[START MATERIAL FOR THIS TASK]

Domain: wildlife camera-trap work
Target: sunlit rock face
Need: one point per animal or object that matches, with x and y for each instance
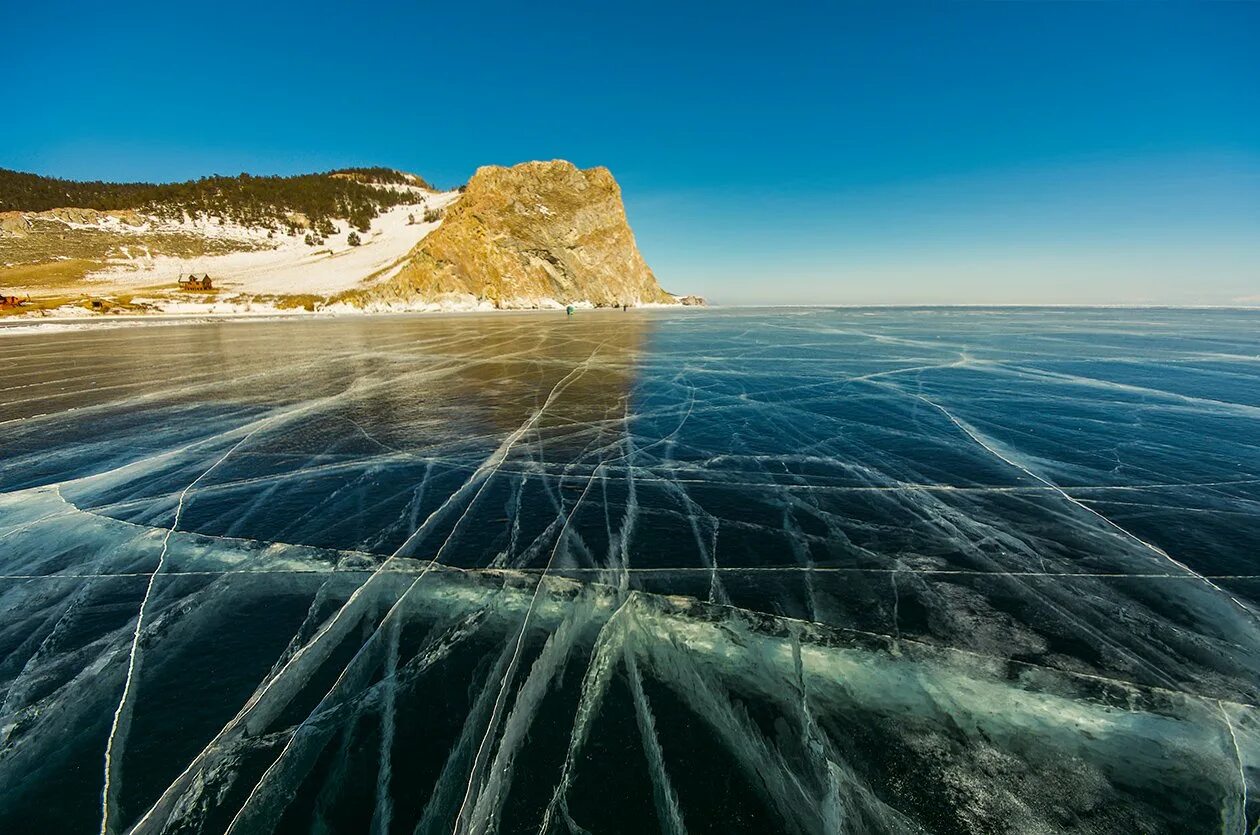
(531, 234)
(737, 572)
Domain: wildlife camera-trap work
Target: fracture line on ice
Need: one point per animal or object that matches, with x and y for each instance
(1237, 761)
(140, 622)
(1128, 533)
(515, 655)
(489, 466)
(639, 569)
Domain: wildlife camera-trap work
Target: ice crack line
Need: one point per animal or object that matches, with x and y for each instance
(484, 471)
(140, 622)
(1080, 504)
(1237, 760)
(515, 659)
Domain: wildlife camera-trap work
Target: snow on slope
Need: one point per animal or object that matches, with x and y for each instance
(291, 267)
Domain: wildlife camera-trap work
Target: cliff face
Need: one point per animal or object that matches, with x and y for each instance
(526, 236)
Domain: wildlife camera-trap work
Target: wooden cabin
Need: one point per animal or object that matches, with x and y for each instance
(197, 281)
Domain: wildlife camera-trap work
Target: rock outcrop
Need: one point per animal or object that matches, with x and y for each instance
(532, 234)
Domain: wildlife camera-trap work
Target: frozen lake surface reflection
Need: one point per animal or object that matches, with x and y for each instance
(825, 571)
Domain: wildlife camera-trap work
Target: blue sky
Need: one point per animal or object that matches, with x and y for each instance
(794, 153)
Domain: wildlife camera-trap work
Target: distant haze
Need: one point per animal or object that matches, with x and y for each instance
(781, 154)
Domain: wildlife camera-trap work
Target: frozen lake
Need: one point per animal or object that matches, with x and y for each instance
(780, 571)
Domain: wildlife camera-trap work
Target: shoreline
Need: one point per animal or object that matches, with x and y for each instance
(32, 325)
(28, 325)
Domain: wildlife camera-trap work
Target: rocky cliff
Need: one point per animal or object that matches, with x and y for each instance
(532, 234)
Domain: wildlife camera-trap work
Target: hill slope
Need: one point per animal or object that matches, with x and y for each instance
(533, 234)
(537, 233)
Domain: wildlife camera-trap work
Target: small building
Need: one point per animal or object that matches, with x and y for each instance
(197, 281)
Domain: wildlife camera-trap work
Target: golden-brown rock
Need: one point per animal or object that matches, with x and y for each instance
(531, 234)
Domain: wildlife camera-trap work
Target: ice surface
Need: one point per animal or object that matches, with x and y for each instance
(827, 571)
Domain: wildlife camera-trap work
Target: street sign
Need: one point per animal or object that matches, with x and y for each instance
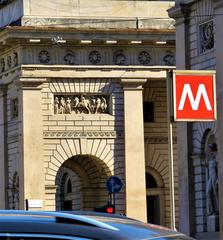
(114, 184)
(194, 95)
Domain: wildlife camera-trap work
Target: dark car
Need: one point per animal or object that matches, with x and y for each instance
(79, 226)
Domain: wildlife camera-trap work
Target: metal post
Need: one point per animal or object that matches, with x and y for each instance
(170, 147)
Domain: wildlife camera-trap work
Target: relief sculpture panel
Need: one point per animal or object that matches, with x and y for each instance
(82, 103)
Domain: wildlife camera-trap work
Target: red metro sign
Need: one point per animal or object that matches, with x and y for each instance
(194, 95)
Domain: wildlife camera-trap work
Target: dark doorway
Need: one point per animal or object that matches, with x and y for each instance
(67, 205)
(153, 209)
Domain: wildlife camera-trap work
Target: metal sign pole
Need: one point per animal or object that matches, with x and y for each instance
(170, 147)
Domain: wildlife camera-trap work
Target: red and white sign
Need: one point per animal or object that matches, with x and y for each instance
(194, 95)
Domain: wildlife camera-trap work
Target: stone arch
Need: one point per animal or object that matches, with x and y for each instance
(97, 148)
(88, 176)
(155, 197)
(156, 175)
(204, 135)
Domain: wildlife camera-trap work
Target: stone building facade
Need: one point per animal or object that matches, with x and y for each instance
(198, 47)
(73, 86)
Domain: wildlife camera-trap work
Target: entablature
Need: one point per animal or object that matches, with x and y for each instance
(25, 74)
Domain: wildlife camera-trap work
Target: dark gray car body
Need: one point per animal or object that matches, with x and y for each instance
(78, 225)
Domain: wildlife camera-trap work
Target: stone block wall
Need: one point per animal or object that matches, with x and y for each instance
(156, 144)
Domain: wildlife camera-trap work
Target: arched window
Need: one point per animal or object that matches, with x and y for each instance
(150, 181)
(69, 186)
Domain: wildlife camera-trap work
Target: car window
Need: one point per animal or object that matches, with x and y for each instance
(175, 238)
(39, 236)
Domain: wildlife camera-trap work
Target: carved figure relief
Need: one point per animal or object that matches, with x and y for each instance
(206, 31)
(94, 57)
(169, 58)
(88, 104)
(9, 61)
(69, 58)
(144, 58)
(44, 57)
(2, 65)
(212, 183)
(119, 57)
(15, 59)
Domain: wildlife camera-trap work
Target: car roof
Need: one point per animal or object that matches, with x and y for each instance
(82, 224)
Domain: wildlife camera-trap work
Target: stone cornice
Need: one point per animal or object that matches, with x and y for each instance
(82, 134)
(218, 4)
(158, 140)
(37, 74)
(179, 12)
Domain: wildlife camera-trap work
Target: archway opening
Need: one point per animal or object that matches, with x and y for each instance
(80, 183)
(154, 198)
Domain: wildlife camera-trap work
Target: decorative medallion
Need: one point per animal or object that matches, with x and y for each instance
(15, 58)
(144, 58)
(2, 65)
(44, 56)
(9, 61)
(76, 104)
(206, 31)
(94, 57)
(119, 57)
(69, 58)
(169, 58)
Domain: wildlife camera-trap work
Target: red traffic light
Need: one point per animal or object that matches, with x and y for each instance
(110, 209)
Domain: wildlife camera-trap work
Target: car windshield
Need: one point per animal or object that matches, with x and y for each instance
(138, 230)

[END MATERIAL FOR THIS TASK]

WRITTEN PROBLEM: Locate each line in the rows above that contains the word "surface", and copy every one of those lines in full.

REPLY TO THE TASK:
Target: frozen lake surface reflection
Target: ice surface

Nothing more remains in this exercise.